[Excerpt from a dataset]
——

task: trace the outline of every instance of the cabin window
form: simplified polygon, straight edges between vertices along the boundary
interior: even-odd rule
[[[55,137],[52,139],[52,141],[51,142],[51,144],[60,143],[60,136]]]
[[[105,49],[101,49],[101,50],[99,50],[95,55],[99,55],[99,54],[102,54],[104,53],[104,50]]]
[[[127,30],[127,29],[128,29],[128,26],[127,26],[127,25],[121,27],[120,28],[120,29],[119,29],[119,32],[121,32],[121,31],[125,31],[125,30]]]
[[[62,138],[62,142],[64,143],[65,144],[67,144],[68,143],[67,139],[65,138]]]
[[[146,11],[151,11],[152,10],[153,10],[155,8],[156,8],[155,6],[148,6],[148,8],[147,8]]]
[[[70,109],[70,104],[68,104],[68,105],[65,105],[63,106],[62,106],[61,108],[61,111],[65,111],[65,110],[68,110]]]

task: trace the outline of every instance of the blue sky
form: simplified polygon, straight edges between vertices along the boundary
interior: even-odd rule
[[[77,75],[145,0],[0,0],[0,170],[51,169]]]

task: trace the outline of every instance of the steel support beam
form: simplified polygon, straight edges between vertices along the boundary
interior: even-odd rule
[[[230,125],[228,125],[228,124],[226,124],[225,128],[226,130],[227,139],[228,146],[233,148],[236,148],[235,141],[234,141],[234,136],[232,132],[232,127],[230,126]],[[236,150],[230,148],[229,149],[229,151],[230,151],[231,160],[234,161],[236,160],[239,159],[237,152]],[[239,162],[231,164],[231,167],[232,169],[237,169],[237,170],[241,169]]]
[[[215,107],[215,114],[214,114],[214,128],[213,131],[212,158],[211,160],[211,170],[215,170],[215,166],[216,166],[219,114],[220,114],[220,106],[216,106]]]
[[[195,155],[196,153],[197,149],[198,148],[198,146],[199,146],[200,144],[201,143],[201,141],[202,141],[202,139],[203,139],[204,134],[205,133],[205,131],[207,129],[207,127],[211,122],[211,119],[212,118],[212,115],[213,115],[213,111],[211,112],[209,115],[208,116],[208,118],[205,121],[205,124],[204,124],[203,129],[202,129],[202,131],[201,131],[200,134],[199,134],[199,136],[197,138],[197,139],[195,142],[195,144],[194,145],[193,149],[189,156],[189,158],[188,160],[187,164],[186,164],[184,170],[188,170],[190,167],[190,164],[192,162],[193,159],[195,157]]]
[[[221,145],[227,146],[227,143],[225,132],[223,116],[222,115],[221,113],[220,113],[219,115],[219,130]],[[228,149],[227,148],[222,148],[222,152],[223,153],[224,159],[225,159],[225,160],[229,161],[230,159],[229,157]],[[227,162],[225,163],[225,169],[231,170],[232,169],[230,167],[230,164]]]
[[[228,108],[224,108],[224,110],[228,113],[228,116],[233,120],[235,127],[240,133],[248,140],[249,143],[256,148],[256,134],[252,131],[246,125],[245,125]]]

——

[Directions for this task]: Duplicate the listing above line for line, without changing anything.

[Task solution]:
task: trace the outline of every instance of the cabin window
form: simplified polygon, straight edges between vertices along the boundary
interior: even-odd rule
[[[55,137],[52,139],[52,141],[51,142],[51,144],[60,143],[60,136]]]
[[[105,49],[101,49],[101,50],[99,50],[95,55],[99,55],[99,54],[102,54],[104,53],[104,50]]]
[[[127,30],[127,29],[128,29],[128,26],[127,26],[127,25],[121,27],[120,28],[120,29],[119,29],[119,32],[121,32],[121,31],[125,31],[125,30]]]
[[[62,138],[62,142],[64,143],[65,144],[67,144],[68,143],[67,139],[65,138]]]
[[[146,11],[151,11],[152,10],[153,10],[155,8],[156,8],[155,6],[148,6],[148,8],[147,8]]]
[[[70,109],[70,104],[68,104],[68,105],[65,105],[63,106],[62,106],[61,108],[61,111],[65,111],[65,110],[68,110]]]

task: trace the outline of every instance of the blue sky
form: simplified polygon, straight edges between vertices along the boundary
interior: even-odd rule
[[[77,75],[145,0],[0,0],[0,170],[51,169]]]

task: trace the outline of every instance of the steel support beam
form: simplified polygon, straight edges between vertices along the boundary
interior: even-odd rule
[[[230,125],[228,125],[228,124],[226,124],[225,128],[226,130],[227,139],[228,146],[233,148],[236,148],[235,141],[234,141],[234,136],[232,132],[232,127],[230,126]],[[236,150],[230,148],[229,149],[229,151],[230,151],[231,160],[234,161],[236,160],[239,159],[237,152]],[[239,162],[231,164],[231,167],[232,169],[237,169],[237,170],[241,169]]]
[[[215,107],[215,114],[214,114],[214,128],[213,131],[212,158],[211,160],[211,170],[215,170],[215,166],[216,166],[219,114],[220,114],[220,106],[216,106]]]
[[[195,155],[196,153],[197,149],[198,148],[198,146],[199,146],[200,144],[201,143],[201,141],[202,141],[202,139],[203,139],[204,134],[205,133],[205,131],[207,129],[207,127],[211,122],[211,119],[212,118],[212,115],[213,115],[213,111],[211,112],[209,115],[208,116],[208,118],[205,121],[205,124],[204,124],[203,129],[202,129],[202,131],[201,131],[200,134],[199,134],[199,136],[197,138],[197,139],[195,142],[195,144],[194,145],[193,149],[189,156],[189,158],[188,160],[187,164],[186,164],[184,170],[188,170],[190,167],[190,164],[192,162],[193,159],[195,157]]]
[[[221,145],[227,146],[227,143],[225,132],[223,116],[222,115],[221,113],[220,113],[219,115],[219,130]],[[228,149],[227,148],[222,148],[222,152],[223,153],[224,159],[225,159],[225,160],[229,161],[230,159],[229,157]],[[227,162],[225,163],[225,169],[231,170],[232,169],[230,167],[230,164]]]
[[[228,108],[224,108],[224,110],[228,113],[228,116],[233,120],[235,127],[240,133],[248,140],[249,143],[256,148],[256,134],[252,131],[246,125],[245,125]]]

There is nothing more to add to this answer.